NEW YORK –Application-based IT infrastructures will be the basis of the next wave of innovation in the industry, says Cisco Systems Inc. CEO John Chambers.
In his typical peppy delivery, Chambers strode through an audience at the Interop conference here Wednesday to offer a half-hour mixture of predictions, slight hints of upcoming products and a bit of promotion for his company.
On products, Chambers said that “probably next week” the company will say how it will integrate into its product the intrusion protection and malware detection capabilities it gained from the US$2.7 billion purchase this summer of Sourcefire Inc.
Next month Cisco will talk about its plans for a company called Insieme, quietly created last year by former Cisco engineers a so-called spin-in – that its, it will be taken over by the company.
According to a report last year by Networkworld U.S., Insieme is working on a next generation data centre switch.
All Chambers would say after uttering the word Insieme was that “application infrastructures will be the future.”
But throughout his comments Chambers tried to make it clear that while software will be important in the infrastructures of the future, hardware run by custom silicon will also be vital – and he cited last month’s announcement of the NCS family of routers that use its nPower X1 network processors.

### INFORMATION
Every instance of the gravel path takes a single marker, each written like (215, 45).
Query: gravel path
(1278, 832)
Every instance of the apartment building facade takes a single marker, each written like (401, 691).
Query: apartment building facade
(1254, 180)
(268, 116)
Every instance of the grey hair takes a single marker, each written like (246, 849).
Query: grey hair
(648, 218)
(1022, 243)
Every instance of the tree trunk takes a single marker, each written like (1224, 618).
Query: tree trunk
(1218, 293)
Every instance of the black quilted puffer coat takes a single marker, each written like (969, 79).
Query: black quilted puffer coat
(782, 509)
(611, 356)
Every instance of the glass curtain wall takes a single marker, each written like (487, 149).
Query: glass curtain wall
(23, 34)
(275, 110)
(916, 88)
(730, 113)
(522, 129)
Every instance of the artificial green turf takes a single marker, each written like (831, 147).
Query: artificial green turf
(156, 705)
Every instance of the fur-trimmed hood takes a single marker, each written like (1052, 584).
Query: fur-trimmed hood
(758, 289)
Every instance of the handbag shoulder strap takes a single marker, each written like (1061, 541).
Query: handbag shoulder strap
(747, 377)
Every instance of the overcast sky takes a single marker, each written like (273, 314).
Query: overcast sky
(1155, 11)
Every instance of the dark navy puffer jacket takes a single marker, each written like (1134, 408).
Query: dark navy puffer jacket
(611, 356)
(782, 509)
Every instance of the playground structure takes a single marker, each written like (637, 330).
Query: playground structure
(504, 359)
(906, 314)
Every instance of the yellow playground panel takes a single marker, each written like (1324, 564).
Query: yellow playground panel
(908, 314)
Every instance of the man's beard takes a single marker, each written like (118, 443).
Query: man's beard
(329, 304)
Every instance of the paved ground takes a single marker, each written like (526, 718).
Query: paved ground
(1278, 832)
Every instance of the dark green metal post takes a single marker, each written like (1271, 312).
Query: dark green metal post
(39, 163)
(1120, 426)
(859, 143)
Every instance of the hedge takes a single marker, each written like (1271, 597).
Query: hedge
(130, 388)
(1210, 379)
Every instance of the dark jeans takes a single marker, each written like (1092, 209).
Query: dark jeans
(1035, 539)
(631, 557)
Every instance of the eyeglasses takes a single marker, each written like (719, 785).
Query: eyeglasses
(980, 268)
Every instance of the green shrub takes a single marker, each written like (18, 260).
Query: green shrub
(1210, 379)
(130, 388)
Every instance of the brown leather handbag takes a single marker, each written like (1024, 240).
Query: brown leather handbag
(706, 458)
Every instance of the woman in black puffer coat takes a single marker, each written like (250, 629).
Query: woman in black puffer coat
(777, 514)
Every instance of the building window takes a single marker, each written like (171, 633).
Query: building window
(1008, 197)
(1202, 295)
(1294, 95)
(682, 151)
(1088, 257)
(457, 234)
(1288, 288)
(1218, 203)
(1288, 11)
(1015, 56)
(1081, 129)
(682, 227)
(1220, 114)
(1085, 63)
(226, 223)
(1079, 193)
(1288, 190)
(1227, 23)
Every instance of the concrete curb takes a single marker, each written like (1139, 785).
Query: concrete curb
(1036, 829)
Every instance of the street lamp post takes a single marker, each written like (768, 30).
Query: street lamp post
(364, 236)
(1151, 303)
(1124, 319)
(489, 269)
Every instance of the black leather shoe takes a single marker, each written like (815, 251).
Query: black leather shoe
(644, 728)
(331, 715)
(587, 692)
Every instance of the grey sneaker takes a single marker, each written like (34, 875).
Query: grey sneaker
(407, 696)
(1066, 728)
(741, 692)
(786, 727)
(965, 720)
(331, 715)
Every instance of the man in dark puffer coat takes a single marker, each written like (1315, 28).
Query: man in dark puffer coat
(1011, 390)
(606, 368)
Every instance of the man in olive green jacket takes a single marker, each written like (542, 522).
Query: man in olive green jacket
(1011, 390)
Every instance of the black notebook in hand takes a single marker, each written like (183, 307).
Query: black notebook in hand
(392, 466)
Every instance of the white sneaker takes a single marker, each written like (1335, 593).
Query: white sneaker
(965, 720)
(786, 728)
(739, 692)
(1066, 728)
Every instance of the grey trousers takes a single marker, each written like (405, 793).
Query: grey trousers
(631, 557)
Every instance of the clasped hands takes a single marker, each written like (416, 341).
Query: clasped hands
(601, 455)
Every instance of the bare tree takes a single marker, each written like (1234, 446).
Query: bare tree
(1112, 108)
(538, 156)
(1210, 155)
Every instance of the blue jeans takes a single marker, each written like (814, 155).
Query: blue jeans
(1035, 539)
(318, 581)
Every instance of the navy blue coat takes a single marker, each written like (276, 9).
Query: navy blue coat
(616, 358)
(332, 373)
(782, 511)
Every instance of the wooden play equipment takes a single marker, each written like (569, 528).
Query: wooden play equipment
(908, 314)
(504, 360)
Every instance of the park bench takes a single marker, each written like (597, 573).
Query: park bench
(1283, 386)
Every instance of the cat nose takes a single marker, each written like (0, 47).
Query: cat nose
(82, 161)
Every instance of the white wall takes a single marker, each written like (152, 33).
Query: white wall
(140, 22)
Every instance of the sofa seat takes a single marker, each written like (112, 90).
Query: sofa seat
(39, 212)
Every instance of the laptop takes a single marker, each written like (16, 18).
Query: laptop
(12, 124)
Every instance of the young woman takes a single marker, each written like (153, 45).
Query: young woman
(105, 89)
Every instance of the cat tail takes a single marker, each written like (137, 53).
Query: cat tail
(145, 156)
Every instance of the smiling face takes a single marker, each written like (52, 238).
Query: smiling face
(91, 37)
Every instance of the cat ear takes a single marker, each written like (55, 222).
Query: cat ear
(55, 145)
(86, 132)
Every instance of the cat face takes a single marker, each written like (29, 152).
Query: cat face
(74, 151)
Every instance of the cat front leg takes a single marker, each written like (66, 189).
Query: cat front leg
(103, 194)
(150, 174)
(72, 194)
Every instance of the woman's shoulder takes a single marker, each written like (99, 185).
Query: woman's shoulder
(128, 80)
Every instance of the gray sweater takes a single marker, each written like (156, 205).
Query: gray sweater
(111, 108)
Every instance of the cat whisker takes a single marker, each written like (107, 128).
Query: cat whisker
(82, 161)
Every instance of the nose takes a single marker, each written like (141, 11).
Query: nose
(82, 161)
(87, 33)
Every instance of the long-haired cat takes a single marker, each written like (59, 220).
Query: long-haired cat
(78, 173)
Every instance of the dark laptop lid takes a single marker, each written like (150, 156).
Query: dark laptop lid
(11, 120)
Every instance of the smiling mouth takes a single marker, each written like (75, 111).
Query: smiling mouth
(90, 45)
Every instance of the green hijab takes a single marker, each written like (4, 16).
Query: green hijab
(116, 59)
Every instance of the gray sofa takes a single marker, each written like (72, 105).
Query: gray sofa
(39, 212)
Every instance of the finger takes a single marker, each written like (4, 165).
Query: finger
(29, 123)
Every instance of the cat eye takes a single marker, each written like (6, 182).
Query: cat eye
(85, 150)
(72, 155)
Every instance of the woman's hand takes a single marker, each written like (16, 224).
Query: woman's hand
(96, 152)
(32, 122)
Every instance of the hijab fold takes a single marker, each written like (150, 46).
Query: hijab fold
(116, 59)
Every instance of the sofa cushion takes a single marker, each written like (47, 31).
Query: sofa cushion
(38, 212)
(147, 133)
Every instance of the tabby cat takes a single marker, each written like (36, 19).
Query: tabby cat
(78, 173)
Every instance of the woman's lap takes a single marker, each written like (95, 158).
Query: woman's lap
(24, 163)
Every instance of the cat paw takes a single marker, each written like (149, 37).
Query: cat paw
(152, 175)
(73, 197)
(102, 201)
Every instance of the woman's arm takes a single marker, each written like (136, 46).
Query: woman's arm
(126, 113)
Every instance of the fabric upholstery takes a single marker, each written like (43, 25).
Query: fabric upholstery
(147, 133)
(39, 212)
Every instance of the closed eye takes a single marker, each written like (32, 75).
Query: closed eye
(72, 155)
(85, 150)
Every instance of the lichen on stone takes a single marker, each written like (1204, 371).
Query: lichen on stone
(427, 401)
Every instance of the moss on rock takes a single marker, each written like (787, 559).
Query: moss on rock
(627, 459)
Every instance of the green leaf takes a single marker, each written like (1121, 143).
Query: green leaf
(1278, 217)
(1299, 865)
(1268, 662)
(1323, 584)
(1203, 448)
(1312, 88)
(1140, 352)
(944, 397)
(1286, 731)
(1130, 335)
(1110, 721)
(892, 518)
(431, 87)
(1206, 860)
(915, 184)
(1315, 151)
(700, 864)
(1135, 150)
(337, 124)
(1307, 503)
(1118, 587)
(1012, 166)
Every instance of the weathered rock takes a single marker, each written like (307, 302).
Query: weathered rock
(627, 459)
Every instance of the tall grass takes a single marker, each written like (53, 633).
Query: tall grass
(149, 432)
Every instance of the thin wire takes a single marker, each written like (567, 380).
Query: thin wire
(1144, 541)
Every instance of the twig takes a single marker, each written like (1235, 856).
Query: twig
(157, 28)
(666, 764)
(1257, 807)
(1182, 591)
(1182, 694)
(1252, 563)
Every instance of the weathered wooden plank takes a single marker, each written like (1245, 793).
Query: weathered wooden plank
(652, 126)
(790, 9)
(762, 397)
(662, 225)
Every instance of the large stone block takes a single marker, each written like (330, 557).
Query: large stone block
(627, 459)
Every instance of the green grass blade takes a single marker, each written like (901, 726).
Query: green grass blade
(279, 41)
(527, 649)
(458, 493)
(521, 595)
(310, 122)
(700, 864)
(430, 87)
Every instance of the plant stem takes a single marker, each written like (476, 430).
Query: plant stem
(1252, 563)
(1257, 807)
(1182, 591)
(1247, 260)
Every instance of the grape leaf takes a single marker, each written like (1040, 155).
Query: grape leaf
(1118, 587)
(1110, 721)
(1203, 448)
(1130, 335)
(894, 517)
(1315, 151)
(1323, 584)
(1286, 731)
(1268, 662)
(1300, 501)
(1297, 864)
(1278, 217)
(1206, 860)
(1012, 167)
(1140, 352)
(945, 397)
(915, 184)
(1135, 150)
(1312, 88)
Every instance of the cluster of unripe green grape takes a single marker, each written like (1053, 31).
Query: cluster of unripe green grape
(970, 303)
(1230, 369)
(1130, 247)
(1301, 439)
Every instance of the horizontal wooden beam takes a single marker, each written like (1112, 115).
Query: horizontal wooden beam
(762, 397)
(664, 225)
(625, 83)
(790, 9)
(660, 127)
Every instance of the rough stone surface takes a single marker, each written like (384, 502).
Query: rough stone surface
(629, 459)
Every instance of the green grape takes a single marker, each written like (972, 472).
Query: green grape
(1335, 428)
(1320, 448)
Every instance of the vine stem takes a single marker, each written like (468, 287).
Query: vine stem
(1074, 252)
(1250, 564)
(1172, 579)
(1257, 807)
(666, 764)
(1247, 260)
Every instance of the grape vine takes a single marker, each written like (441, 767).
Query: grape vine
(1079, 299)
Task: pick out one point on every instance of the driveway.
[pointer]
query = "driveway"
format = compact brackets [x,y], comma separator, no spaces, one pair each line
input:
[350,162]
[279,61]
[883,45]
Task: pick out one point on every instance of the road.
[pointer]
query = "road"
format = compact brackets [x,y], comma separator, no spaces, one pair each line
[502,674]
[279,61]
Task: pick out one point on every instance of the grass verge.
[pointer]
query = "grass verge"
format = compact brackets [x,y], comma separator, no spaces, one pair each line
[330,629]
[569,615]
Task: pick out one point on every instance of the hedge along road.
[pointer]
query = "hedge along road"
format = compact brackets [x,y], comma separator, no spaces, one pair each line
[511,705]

### QUESTIONS
1. Duplicate everything in the Cisco article from "According to a" down to "X1 network processors.".
2. In the Cisco article, how much did Cisco pay for Sourcefire Inc.?
3. Write the next part of the article on John Chambers's Interop remarks, beginning after its last sentence.

### SOLVED TASKS
1.
According to a report last year by Networkworld U.S., Insieme is working on a next generation data centre switch.
All Chambers would say after uttering the word Insieme was that “application infrastructures will be the future.”
But throughout his comments Chambers tried to make it clear that while software will be important in the infrastructures of the future, hardware run by custom silicon will also be vital – and he cited last month’s announcement of the NCS family of routers that use its nPower X1 network processors.

2. US$2.7 billion.

3.
Cisco will have software-defined networking (SDN) capabilities in many of its products, he said, referring to the technology that uses software-based controllers to automate network functions. “But,” he added, “software by itself will not get the job done — as we all know, it will be a combination of compute, storage, applications and infrastructure at every level, and that’s what you’re going to see us lead with as a company over the next year.”
With billions more Internet-enabled devices connecting to networks in the coming years, infrastructures have to be controlled by applications so they can react quickly, he said.
To show the potential Cisco announced a pilot collaboration with Facebook where subscribers’ credentials could be used in conjunction with Cisco[Nasdaq: CSCO] software to authenticate a person on a network. Then the user would be directed to the institution’s Facebook page to get information and options. Meanwhile, Cisco software could provision devices in a building – for example, in a hospital a Facebook subscriber could login to the network using a smartphone over WiFi, be automatically checked in and have the TV in a room configured to a favourite channel. When a doctor walks into the patient’s room, the wireless network senses the physician’s phone and changes the TV to a medical read-out.
On the IT side, Cisco’s CMX software could configure the network’s quality of service by drag and dropping groups of medical staff, who are categorized by roles, into priority and non-priority segments.
While some might see corporate infrastructure disappearing in a world of cloud-computing, Chambers sees IT still playing a major role in organizations.
“The role of IT will in my opinion not be delegated to the business units. It will be done in combination with the business units and the IT community solving the CEO’s top priorities and goals.”
“I think our industry is about to hit the next wave in terms of relevance, of changing the world, of changing health care, education, business process, et cetra.”